(Shape boundary entries)
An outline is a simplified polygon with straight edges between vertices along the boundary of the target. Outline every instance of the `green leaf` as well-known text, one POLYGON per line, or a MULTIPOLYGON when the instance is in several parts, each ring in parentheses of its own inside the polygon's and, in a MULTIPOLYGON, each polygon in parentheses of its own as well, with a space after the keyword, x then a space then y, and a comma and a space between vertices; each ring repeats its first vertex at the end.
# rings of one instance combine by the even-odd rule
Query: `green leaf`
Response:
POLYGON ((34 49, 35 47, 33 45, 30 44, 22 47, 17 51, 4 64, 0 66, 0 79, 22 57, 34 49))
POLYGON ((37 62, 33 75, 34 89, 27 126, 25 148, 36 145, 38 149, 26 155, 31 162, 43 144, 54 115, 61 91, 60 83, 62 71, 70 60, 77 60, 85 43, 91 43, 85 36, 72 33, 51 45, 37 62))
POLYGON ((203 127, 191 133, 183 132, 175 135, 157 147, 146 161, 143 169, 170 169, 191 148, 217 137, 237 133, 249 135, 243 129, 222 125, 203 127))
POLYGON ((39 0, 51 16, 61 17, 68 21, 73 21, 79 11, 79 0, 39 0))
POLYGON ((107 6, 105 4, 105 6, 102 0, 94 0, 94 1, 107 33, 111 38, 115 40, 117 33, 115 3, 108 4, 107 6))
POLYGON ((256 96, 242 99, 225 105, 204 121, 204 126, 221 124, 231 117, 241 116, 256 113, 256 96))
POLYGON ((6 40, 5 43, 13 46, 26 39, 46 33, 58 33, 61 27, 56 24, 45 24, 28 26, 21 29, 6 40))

WHAT TO WORK ON = Copy every line of the entries above word for word, keeping each character and line break unchanged.

IN RESPONSE =
An outline is a simplified polygon with straight edges between vertices along the boundary of the target. Outline every instance of the `green leaf` as well-known text, one POLYGON per line, or a MULTIPOLYGON when the instance is in several parts, each ring in parentheses of its own inside the polygon's and, in a MULTIPOLYGON, each polygon in parentheses of its own as well, with a space after the keyword, x then a space then y, and a comma and a space between vertices; each ring repeats its first vertex at the end.
# rings of one instance combine by the even-odd rule
Query: `green leaf`
Response:
POLYGON ((34 49, 35 47, 33 45, 30 44, 22 47, 17 51, 4 64, 0 66, 0 79, 22 57, 34 49))
POLYGON ((37 62, 33 75, 34 89, 27 126, 25 148, 36 145, 38 149, 26 155, 31 162, 43 144, 54 115, 61 91, 60 83, 62 71, 70 60, 77 60, 85 43, 91 43, 85 36, 72 33, 51 45, 37 62))
POLYGON ((203 127, 191 133, 183 132, 175 135, 157 147, 146 161, 143 169, 170 169, 191 148, 217 137, 237 133, 249 135, 243 129, 222 125, 203 127))
POLYGON ((39 0, 51 16, 61 17, 68 21, 73 21, 79 11, 79 0, 39 0))
POLYGON ((107 6, 105 4, 105 6, 102 0, 94 0, 94 1, 107 33, 111 38, 115 40, 117 33, 115 3, 108 4, 107 6))
POLYGON ((256 96, 242 99, 225 105, 204 121, 204 126, 221 124, 231 117, 241 116, 256 113, 256 96))
POLYGON ((6 40, 5 43, 13 46, 26 39, 46 33, 58 33, 61 27, 56 24, 45 24, 28 26, 21 29, 6 40))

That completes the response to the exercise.